** EXCERPT TO READ **
** BEGIN **
TERMS OF SALE AND PAYMENT

VETEC VENTILTECHNIK GMBH

SMART IN FLOW CONTROL

  1. Deviating Conditions
    We sell and deliver on the basis of the following conditions only. As far as no regulation has been included, the regulations given by law shall apply. The application of deviating orderer conditions of purchase, ordering and commissioning is excluded.
  2. Transition of Risk
    We shall fulfil our obligation at the place of our works in Speyer. The risk shall pass to the purchaser upon dispatch of the goods in Speyer. All transport and packaging costs shall be borne by the customer (delivery ex works). Additional costs for express delivery or special packaging will be invoiced.
  3. Packaging
    Transport packaging can be returned to us by the orderer at his own cost. We reserve to charge arising disposal fees for soiled transport packaging. We refuse to pay compensation for the disposal by the orderer.
  4. Default
    The delivery times start after complete technical clarification. In the case of technical amendments requested by the orderer after the order confirmation, the delivery times are extended accordingly. In the case of default, the orderer can grant us an appropriate grace period with the express statement that acceptance of the delivery will be refused after the expiry of that period, and he can withdraw from the contract, if the new deadline is not met. If the orderer experiences damage due to our default, then our liability is limited to 0,5 % of the delivery value per week of default, however, not more than a maximum of 5 % of the order value. The limitation of liability does not apply in the case of gross negligence or intent from our side. If the non-compliance with the delivery time is due to Force Majeure, industrial disputes or other events that are outside of our influence, then the delivery time shall be extended accordingly. We will notify the orderer of the beginning and ending of such circumstances as soon as possible.
  5. Payment
    The payment must be received within 30 calendar days from the invoice date, without deductions. Cheques are accepted for processing only. Any costs connected with their clearing are to the account of the orderer. If the orderer does not comply with his payment obligations, in particular if cheques are not cleared, or if the orderer financial standing declines significantly – in particular if he files for bankruptcy or composition with creditors, then we shall be entitled not to execute the delivery, until the orderer, at our discretion, provides us with a security or an advance payment for our claim from the contract. The orderer shall be entitled to set-off or retention only, if we have expressly agreed in writing, or if the counterclaims are undisputed or have been legally established.
** END **
** EXERCISE **
Reproduce the part of the terms of sale starting with "VETEC VENTILTECHNIK GMBH" and going on through "by the orderer.".

[Rows of box annotation data]
** BEGIN **
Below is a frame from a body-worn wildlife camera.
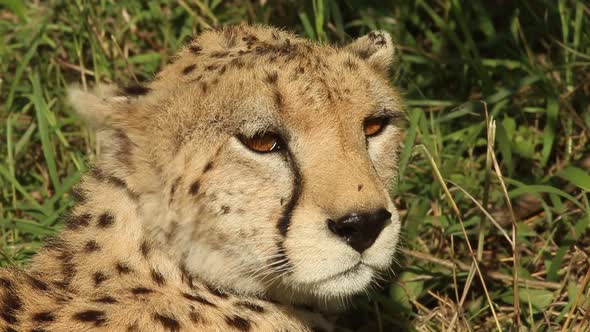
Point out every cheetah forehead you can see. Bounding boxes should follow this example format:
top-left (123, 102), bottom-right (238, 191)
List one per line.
top-left (69, 25), bottom-right (401, 150)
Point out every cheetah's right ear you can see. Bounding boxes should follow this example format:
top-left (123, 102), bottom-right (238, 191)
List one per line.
top-left (68, 85), bottom-right (135, 128)
top-left (346, 31), bottom-right (396, 75)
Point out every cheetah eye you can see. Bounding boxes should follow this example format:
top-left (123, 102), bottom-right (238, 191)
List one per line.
top-left (238, 133), bottom-right (283, 153)
top-left (363, 116), bottom-right (389, 137)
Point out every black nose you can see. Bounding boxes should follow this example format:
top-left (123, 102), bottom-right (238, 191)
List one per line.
top-left (328, 209), bottom-right (391, 253)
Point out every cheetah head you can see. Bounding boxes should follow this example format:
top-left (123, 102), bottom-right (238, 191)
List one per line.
top-left (70, 26), bottom-right (403, 304)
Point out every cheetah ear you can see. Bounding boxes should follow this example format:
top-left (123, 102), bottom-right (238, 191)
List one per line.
top-left (68, 85), bottom-right (129, 128)
top-left (346, 31), bottom-right (396, 75)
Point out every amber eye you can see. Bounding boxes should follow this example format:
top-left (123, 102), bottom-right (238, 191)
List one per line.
top-left (239, 133), bottom-right (283, 153)
top-left (363, 117), bottom-right (389, 137)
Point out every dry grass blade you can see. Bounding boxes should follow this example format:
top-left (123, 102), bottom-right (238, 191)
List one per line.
top-left (418, 145), bottom-right (502, 331)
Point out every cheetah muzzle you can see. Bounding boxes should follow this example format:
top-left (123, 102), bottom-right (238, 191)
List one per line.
top-left (0, 26), bottom-right (403, 331)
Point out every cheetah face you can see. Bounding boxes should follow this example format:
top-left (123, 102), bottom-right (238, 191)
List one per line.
top-left (71, 27), bottom-right (403, 304)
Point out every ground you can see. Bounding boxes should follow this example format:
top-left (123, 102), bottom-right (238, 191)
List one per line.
top-left (0, 0), bottom-right (590, 330)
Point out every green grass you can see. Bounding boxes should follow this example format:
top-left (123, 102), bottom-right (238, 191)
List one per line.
top-left (0, 0), bottom-right (590, 331)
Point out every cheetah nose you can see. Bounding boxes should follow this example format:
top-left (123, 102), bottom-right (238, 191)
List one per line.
** END **
** ANSWER TO THE EXERCISE **
VETEC VENTILTECHNIK GMBH

SMART IN FLOW CONTROL

  1. Deviating Conditions
    We sell and deliver on the basis of the following conditions only. As far as no regulation has been included, the regulations given by law shall apply. The application of deviating orderer conditions of purchase, ordering and commissioning is excluded.
  2. Transition of Risk
    We shall fulfil our obligation at the place of our works in Speyer. The risk shall pass to the purchaser upon dispatch of the goods in Speyer. All transport and packaging costs shall be borne by the customer (delivery ex works). Additional costs for express delivery or special packaging will be invoiced.
  3. Packaging
    Transport packaging can be returned to us by the orderer at his own cost. We reserve to charge arising disposal fees for soiled transport packaging. We refuse to pay compensation for the disposal by the orderer.